• [Direction]: Quote, without change, all of the lines that follow.

++++++

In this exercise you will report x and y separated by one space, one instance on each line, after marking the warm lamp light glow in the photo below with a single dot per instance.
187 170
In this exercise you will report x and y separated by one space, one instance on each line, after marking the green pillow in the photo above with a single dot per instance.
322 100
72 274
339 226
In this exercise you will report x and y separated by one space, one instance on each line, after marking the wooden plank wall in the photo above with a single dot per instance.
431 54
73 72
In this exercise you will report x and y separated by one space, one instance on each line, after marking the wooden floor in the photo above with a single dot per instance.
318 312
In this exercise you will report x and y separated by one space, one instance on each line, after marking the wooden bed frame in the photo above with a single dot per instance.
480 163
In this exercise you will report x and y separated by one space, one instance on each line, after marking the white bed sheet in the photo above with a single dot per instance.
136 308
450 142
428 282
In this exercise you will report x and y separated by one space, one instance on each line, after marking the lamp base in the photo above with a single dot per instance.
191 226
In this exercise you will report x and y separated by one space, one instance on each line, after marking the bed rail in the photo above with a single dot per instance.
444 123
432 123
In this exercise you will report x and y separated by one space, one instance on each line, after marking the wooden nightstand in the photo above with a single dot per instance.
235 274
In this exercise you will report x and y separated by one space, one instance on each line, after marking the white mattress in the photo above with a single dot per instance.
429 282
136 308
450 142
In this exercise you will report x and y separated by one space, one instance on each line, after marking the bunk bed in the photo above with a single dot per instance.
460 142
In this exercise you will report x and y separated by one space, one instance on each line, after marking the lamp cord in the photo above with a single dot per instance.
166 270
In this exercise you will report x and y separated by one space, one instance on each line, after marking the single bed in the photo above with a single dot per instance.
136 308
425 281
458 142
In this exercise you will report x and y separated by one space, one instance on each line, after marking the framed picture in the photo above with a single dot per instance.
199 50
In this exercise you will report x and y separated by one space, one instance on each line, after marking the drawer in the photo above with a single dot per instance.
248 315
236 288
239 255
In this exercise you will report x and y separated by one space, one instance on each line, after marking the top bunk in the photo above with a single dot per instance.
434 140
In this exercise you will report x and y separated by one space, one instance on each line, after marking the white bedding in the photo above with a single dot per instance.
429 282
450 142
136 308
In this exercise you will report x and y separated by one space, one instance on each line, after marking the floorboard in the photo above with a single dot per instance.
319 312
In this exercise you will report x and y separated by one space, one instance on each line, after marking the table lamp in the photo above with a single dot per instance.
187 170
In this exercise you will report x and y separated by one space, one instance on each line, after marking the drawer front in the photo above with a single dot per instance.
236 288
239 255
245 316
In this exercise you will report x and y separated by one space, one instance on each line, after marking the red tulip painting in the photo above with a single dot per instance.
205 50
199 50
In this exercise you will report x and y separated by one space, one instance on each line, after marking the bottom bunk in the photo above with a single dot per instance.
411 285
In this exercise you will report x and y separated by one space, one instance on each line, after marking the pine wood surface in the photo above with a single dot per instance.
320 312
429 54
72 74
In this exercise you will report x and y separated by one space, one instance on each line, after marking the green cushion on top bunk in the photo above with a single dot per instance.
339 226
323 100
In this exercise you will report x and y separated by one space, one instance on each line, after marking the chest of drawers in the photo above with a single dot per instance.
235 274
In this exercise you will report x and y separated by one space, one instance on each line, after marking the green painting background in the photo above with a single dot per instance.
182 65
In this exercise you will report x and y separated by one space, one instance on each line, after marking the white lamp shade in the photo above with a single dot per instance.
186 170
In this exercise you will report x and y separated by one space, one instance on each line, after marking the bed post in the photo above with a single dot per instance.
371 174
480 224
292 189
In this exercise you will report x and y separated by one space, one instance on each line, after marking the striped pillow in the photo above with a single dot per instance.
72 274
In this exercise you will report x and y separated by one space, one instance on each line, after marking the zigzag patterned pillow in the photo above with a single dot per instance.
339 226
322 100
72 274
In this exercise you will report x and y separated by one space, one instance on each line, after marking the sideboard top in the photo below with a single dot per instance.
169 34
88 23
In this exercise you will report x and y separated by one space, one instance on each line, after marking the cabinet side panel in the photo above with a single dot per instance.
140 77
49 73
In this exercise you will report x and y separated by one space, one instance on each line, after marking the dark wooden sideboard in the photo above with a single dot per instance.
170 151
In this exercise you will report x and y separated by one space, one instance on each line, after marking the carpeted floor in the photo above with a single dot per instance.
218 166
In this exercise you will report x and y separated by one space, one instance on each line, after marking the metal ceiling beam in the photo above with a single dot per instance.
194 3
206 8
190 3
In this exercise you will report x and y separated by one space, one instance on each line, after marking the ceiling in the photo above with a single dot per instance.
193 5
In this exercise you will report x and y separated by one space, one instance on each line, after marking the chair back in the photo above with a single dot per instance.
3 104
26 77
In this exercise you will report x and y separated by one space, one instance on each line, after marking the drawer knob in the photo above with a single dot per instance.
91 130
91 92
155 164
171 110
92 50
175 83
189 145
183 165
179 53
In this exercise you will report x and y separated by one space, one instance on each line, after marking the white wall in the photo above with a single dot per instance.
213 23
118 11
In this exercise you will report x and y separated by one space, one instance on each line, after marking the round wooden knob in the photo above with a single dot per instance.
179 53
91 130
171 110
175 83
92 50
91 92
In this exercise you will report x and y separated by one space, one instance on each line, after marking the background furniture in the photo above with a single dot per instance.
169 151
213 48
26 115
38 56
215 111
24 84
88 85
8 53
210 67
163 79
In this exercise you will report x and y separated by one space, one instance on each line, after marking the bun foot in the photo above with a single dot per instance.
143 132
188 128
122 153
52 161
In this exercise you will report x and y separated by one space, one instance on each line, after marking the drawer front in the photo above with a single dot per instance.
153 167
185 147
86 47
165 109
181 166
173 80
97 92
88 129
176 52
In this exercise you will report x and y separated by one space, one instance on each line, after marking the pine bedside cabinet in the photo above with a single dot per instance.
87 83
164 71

++++++

• [Task answer]:
In this exercise you will report x and y separated by one space, one instance on each line, after marking the warm lamp light glow in the photo below with a single dot per instance.
187 170
In this exercise you will report x and y separated by one space, one instance on each line, after marking the green pillow in the photo above with a single dot per instance.
322 100
72 274
339 226
In this exercise you will report x and y separated by one space, one instance on each line, after marking the wooden plank wall in the photo above with a single dot per instance.
431 54
73 72
In this exercise you will report x and y separated by one space, one instance on each line, after marking the wooden floor in the photo above with a single dot per instance.
318 312
In this exercise you will report x and y separated by one space, one instance on each line, after marking the wooden bed frame in the photo above with a single dot per instance.
480 163
In this exercise you will report x and y separated by one space, one instance on each line, after marking the white bed sheet in the photo above with a single dot per instance.
136 308
450 142
428 282
In this exercise you will report x and y separated by one space, one instance on each line, after marking the lamp base in the photo above with a single dot per instance.
191 226
In this exercise you will report x and y separated by one space, one instance on each line, after marking the bed rail in the photo above with a single dot per instance.
444 123
432 123
In this exercise you will report x and y separated by one space, one instance on each line, after marking the wooden nightstand in the photo above with a single dot per instance.
235 274
In this exercise you will report x and y separated by one space, one instance on each line, after marking the white mattress in the photo above with a single dot per instance.
429 282
136 308
450 142
In this exercise you will report x and y separated by one space, one instance on each line, after marking the bunk bed in the photo above with a single dot per instance.
460 142
In this exercise you will report x and y separated by one space, one instance on each line, after marking the lamp cord in the photo above with a single dot per instance.
166 270
In this exercise you will report x and y separated by one space, one instance on each line, after marking the single bed in the photo above with a single dot per instance.
136 308
425 281
458 142
In this exercise you will report x and y separated by one space, one instance on each line, after marking the framed picture in the photo above with a single dot per instance.
199 50
In this exercise you will report x and y separated by one space, one instance on each line, after marking the drawer in the photo above with a single dot per instance.
248 315
236 288
239 255
In this exercise you will report x and y separated by one space, one instance on each line, after marking the top bunk in the photo above with a single dot per instance.
434 140
In this exercise you will report x and y separated by one space, one instance on each line, after marking the white bedding in the photo above with a single dot per instance.
429 282
450 142
136 308
In this exercise you will report x and y separated by one space, one instance on each line, after marking the floorboard in the photo above with a single dot per instance.
319 312
In this exercise you will report x and y separated by one space, one instance on each line, after marking the table lamp in the photo above with a single dot per instance.
187 170
In this exercise you will report x and y separated by one space, one instance on each line, after marking the drawer front in the photo above with a single dot per instance.
236 288
239 255
245 316
In this exercise you will report x and y separated by one space, one instance on each line, after marking the red tulip painting in the photo above with a single dot per instance.
205 50
199 50
In this exercise you will report x and y separated by one space, one instance on each line, after marking the bottom bunk in the photo above with a single dot per instance.
411 285
In this exercise you will report x and y separated by one space, one instance on each line, after marking the pine wood surface in the photo above with a single dot per instance.
320 312
429 54
72 74
In this exercise you will report x and y separated by one space, one instance on each line, after marking the green cushion on top bunk in the photo above with a single dot per instance.
339 226
323 100
In this exercise you will report x and y separated by one space, one instance on each line, after marking the chest of drawers in the photo above with a single dot per instance.
235 274
In this exercise you will report x and y separated by one space, one instance on each line, after marking the green painting background in the photo above with a single dot per instance.
182 65
In this exercise you will report x and y separated by one space, one instance on each line, after marking the white lamp shade in the photo above with a single dot per instance.
186 170
In this exercise you will report x and y separated by one space, one instance on each line, after marking the bed post in the photo above with a single dot per instance.
371 174
480 224
292 189
In this exercise you will report x and y separated by one space, one instance on each line, after marking the striped pillow in the photo above with a single dot per instance.
72 274
In this exercise you will report x and y separated by one space, one instance on each line, after marking the zigzag patterned pillow in the photo above with a single dot per instance.
339 226
322 100
72 274
In this exercise you will report x and y separated by one space, one instance on each line, after marking the sideboard top in the photo below with a single dot per instance.
169 34
88 23
In this exercise you will report x and y separated by one space, one instance on each line, after marking the cabinet side panel in the photo above with a single dot per instance.
140 77
49 73
In this exercise you will report x and y separated by one space, one instance on each line, after marking the dark wooden sideboard in the photo above with a single dot per instance.
170 151
In this exercise you will report x and y separated by one space, one instance on each line, after marking the carpeted floor in the photo above with a single dot per instance.
218 166
In this exercise you will report x and y separated by one space, one instance on each line, after marking the metal ceiling beam in the photo above with a single dot per instance.
194 3
206 8
190 3
In this exercise you will report x and y separated by one space, one instance on each line, after marking the ceiling in the photo above with a single dot per instance.
193 5
In this exercise you will report x and y separated by one space, one instance on each line, after marking the chair back in the photo above with a single dot per instance.
3 104
26 77
In this exercise you will report x and y separated by one space, one instance on each line, after marking the drawer knob in the photo above with a single dot per instance.
91 130
91 92
155 164
171 110
92 50
175 83
189 145
183 165
179 53
In this exercise you will report x and y separated by one space, one instance on each line, after marking the white wall in the photo above with a single dot per instance.
213 23
118 11
In this exercise you will report x and y separated by one space, one instance on each line, after marking the round wooden knob in the photo above with a single dot per instance.
179 53
91 130
171 110
175 83
92 50
91 92
In this exercise you will report x and y separated by one space, one instance on each line, after marking the background furniture in the photo above with a single dot per instance.
169 151
213 48
26 115
38 56
215 111
24 84
88 85
8 53
210 67
163 79
In this exercise you will report x and y separated by one space, one instance on each line, after marking the bun foot in the photo above with a single dot per instance.
143 132
188 128
122 153
52 161
In this exercise you will report x and y separated by one space, one instance on each line, after marking the drawer front in the photo above with a single dot per instance.
153 167
185 147
86 47
165 109
181 166
173 80
97 92
88 129
176 52
In this exercise you will report x and y separated by one space, one instance on each line, after marking the pine bedside cabinet in the photo above with a single dot per instance.
87 83
164 71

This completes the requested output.